Given text ::
______
Experts have noted that babies who survive abortions or those born with previously undiagnosed health conditions could be left to die after birth, and no one would be prosecuted.
“Under the rules proposed by this bill, if a child is delivered alive during an abortion the doctors are under no legal compulsion to provide standard medical care as they would in any other circumstance and attempt to preserve the child’s life,” said Live Action’s Director of Government Affairs, Noah Brandt. “Medical providers would listen to the mother’s instructions, which could include not providing life-sustaining medical care to the child, which would lead to the child’s death, which most reasonable people would consider infanticide.”
Michigan’s law
In Michigan, Prop 3 also includes language that could allow for abortion survivors and babies born with disabilities to be left to die. It could also work to block prosecutions of acts of infanticide.
Prop 3 prohibits the state from “penaliz[ing], prosecut[ing], or otherwise tak[ing] adverse action against an individual based on their actual, potential, perceived, or alleged pregnancy outcomes.” The state is prevented from filing charges against anyone because of a “pregnancy outcome.” Again, this term is vague and problematic.
California’s law
California’s Reproductive Health act includes the “pregnancy outcomes” language as well.
It states, “Notwithstanding any other law, a person shall not be subject to civil or criminal liability or penalty, or otherwise deprived of their rights under this article, based on their actions or omissions with respect to their pregnancy or actual, potential, or alleged pregnancy outcome, including miscarriage, stillbirth, or abortion, or perinatal death due to causes that occurred in utero.”
This bill failed to define “perinatal death,” allowing for a loophole for doctors or abortionists to use their own discretion in allowing a baby to die rather than provide him or her with medical care.
______
Supplied information ::
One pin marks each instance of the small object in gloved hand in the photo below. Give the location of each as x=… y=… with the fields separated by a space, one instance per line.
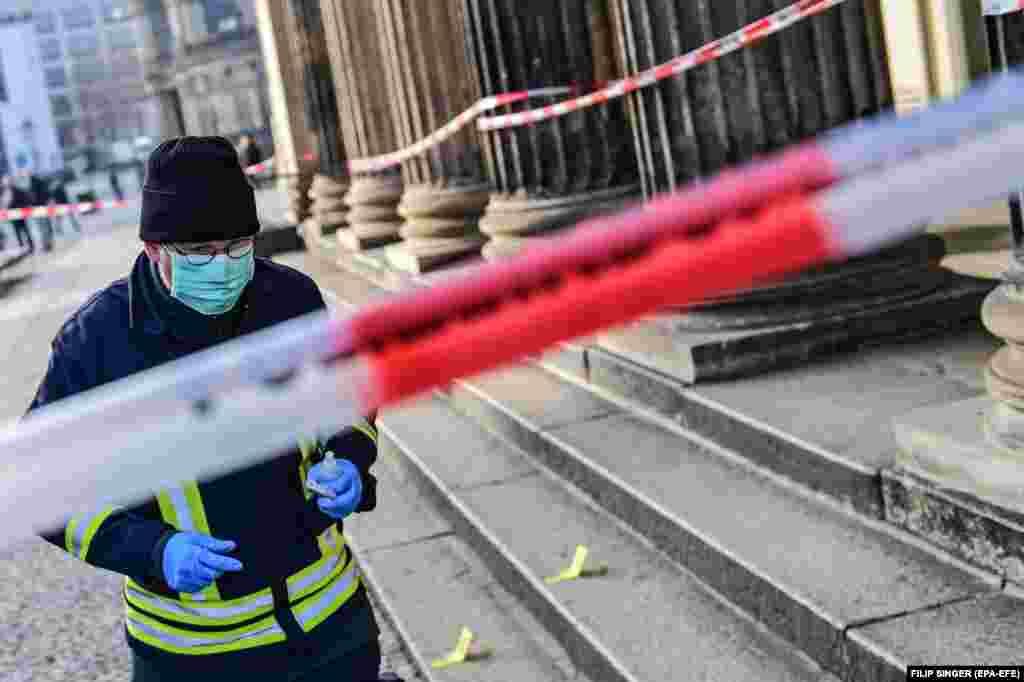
x=192 y=561
x=330 y=468
x=339 y=484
______
Assignment 1 ::
From the passage on state abortion laws, quote the text exactly, starting at the words "California’s law" and ending after the words "with medical care.".
Assignment 2 ::
Summarize the passage on state abortion laws in two sentences.
Assignment 3 ::
Continue the passage on state abortion laws from its last sentence.

Written response 1 ::
California’s law
California’s Reproductive Health act includes the “pregnancy outcomes” language as well.
It states, “Notwithstanding any other law, a person shall not be subject to civil or criminal liability or penalty, or otherwise deprived of their rights under this article, based on their actions or omissions with respect to their pregnancy or actual, potential, or alleged pregnancy outcome, including miscarriage, stillbirth, or abortion, or perinatal death due to causes that occurred in utero.”
This bill failed to define “perinatal death,” allowing for a loophole for doctors or abortionists to use their own discretion in allowing a baby to die rather than provide him or her with medical care.

Written response 2 ::
The passage argues that under a proposed bill and under laws in Michigan and California, babies who survive abortions or are born with undiagnosed conditions could be left to die with no one prosecuted, which Live Action's Noah Brandt calls infanticide. It points to the "pregnancy outcomes" language in Michigan's Prop 3 and California's Reproductive Health act and says California's failure to define "perinatal death" creates a loophole for doctors.

Written response 3 ::
For example, a “perinatal death due to causes that occurred in utero” could allow a baby who survived an abortion to die from injuries sustained in the abortion even if there is life-saving care available. It could also allow a baby to die because he was deprived of oxygen during delivery or may have a health condition related to his mother’s alcohol use during pregnancy. This language could allow infanticide based on discrimination.
Reasons for late abortions
Late abortions are most often carried out for the same reasons as early abortions.
“The reasons people need third-trimester abortions are not so different from why people need abortions before the third trimester…” reads a study from the pro-abortion group Advancing New Standards in Reproductive Health (ANSIRH). “[T]he circumstances that lead to someone needing a third-trimester abortion have overlaps with the pathways to abortion at other gestations.”
While the study doesn’t detail the reasons women give for late abortions, it does note that women have abortions in the third trimester for multiple reasons, including the fact they didn’t know they were pregnant, that they had difficulty arranging abortions, and that the baby had a health problem or disability.
None of the abortions in the study were committed due to the mother’s health being at risk.
In addition, in 2016, the pro-abortion Guttmacher Institute admitted that most late abortions are not medically indicated. That report revealed that at least 75% of abortions at 13 weeks and beyond were elective — meaning the mother chose to abort her baby after 13 weeks without any indication of a medical condition existing.
Though it is, indeed, “radical” to “take the life of a child in the eighth month, the ninth month, and even after birth,” it is also “radical” to take the life of a child at any time. A human being doesn’t gradually become more human; he or she is a member of the human species from the moment of fertilization.